» Task description
Output the material as a JSON list of strings, one string per line with blank lines skipped, beginning with the line that contains "like x=80, y=102." and running through the line that contains "x=270, y=288". Leave the pictures out.

» Given records

* * * *

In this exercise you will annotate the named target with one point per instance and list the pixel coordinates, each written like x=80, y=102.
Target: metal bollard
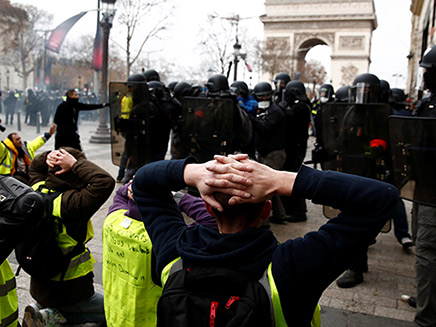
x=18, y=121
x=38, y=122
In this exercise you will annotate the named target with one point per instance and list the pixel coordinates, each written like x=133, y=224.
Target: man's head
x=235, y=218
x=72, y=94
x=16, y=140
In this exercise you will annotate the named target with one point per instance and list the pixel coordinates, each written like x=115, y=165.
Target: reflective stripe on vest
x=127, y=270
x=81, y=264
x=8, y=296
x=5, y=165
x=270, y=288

* * * *

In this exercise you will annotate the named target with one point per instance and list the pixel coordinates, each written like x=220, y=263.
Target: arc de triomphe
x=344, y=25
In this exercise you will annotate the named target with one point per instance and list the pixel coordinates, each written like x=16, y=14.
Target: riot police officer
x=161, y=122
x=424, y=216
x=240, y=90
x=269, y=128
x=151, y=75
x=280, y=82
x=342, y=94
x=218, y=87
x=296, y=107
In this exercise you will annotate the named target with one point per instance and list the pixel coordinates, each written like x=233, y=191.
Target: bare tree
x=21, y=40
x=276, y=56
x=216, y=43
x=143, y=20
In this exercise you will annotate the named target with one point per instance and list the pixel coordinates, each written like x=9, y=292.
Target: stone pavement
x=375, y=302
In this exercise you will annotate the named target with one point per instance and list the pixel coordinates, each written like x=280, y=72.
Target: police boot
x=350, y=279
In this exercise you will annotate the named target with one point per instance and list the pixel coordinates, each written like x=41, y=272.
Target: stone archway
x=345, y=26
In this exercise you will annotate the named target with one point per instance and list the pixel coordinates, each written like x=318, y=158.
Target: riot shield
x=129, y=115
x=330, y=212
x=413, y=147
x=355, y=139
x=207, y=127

* * * *

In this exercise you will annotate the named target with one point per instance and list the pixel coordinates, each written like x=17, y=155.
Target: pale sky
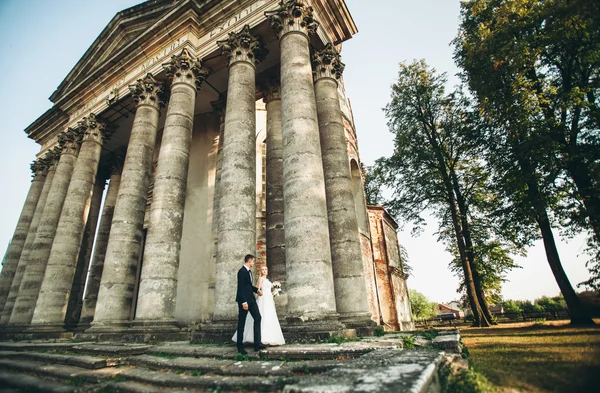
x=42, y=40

* * * *

» Correct output
[
  "In this exercise you will annotate the named target with one point per instance and list the pixel coordinates, each written like x=80, y=102.",
  "Target: metal bollard",
  "x=18, y=121",
  "x=38, y=122",
  "In this exercise you will annotate the named target with one point per instance and list the pixel coordinates, each written like x=133, y=224.",
  "Target: man's head",
  "x=235, y=218",
  "x=72, y=94",
  "x=16, y=140",
  "In this exercise you will annotate the named target with one point per instance and list the pixel coordinates, each written like x=115, y=165.",
  "Target: reflective stripe on vest",
  "x=127, y=270",
  "x=81, y=264",
  "x=8, y=296",
  "x=5, y=165",
  "x=270, y=288"
]